┌────────

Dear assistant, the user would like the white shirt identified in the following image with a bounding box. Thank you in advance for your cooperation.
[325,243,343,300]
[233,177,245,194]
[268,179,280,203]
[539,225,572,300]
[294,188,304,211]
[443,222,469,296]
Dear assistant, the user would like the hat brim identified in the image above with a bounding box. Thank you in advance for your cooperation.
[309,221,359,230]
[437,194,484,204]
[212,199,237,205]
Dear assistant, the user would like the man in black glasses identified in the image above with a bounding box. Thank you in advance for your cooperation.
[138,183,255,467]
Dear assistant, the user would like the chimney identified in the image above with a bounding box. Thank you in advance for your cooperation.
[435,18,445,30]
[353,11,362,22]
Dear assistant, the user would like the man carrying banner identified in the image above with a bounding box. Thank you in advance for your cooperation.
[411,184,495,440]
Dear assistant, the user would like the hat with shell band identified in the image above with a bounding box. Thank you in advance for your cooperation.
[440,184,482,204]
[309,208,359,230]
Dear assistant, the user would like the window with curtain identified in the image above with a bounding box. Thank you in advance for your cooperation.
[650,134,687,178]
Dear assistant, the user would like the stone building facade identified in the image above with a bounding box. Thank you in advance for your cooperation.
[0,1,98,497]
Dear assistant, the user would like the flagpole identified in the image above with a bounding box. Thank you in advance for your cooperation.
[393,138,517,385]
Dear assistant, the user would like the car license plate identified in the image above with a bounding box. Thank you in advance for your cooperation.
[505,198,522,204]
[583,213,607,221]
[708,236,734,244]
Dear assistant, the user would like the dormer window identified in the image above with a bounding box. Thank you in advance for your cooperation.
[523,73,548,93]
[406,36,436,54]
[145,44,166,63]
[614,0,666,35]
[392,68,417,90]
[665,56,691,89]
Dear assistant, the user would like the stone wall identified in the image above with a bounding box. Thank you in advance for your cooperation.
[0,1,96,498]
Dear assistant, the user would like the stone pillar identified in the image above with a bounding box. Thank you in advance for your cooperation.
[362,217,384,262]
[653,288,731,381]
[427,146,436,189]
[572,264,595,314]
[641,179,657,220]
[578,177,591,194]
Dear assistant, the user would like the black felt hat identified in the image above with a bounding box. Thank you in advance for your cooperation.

└────────

BRIEF: Recopy all of the records verbatim.

YOUR RESPONSE:
Dear assistant, the user would like the white shirt identified in the following image with a bounding box. Thank you in advance for your cooperation.
[325,243,343,300]
[233,177,245,194]
[268,179,280,203]
[539,225,572,300]
[294,188,304,211]
[443,222,469,296]
Dear assistant, the user would like the hat brim identified in the image above with a bounding box. Thank you in advance for your cooperation.
[309,221,359,230]
[437,194,484,204]
[212,199,237,205]
Dear assistant, the user would like the man in black glasses identified in the image above with a bounding box. Thank you in advance for your cooperation.
[138,183,255,467]
Dear assistant, the user would like the chimney identified in the image above with a bounding box. Thank you in advance for your cooperation.
[435,18,445,30]
[353,11,362,22]
Dear assistant, the user would like the man carrying banner identified in the image above with a bounding box. Thank you in advance for your cooperation.
[411,184,495,440]
Dear assistant, the user would like the hat with shell band identified in the image above with a bounding box. Thank you in advance for your cooperation.
[440,184,482,204]
[309,208,359,230]
Dear assistant, the user would like the window with curtain identified in the image above with a bounding box. Thank you in advance for your cooperation.
[650,134,687,178]
Dear assistant, the user would like the stone building facade identified in the image above with a bounding box. Thank you in advance for your cooperation.
[0,1,98,497]
Dear assistant, the user would like the flagpole identified in the image above with a bounding box. Thank you in advance for your cooperation.
[393,138,517,385]
Dear assistant, the user would like the car license plate identified in the image above with a bounding box. Thank you in advance for your cooperation.
[505,198,522,204]
[583,213,607,221]
[708,236,734,244]
Dear assistant, the user would like the dormer window identified in the image above with a bounding box. Thank you in advance for your cooperation.
[523,73,548,93]
[406,36,436,54]
[145,44,166,63]
[614,0,666,35]
[392,68,417,90]
[665,56,691,89]
Dear assistant, the user would like the stone wall identified in the image above with a bounding box. Thank you in advance for your cooperation.
[0,1,96,498]
Dear assistant, the user would like the stone pillar identified in the image above with a bounding box. Thank you in advance for your cooperation.
[362,217,384,262]
[653,288,731,381]
[427,146,436,189]
[572,264,595,314]
[641,179,657,220]
[578,177,591,194]
Dear assistant, the user would like the black felt hat identified in the image above with a bounding box. Thank you in advance for your cooperation.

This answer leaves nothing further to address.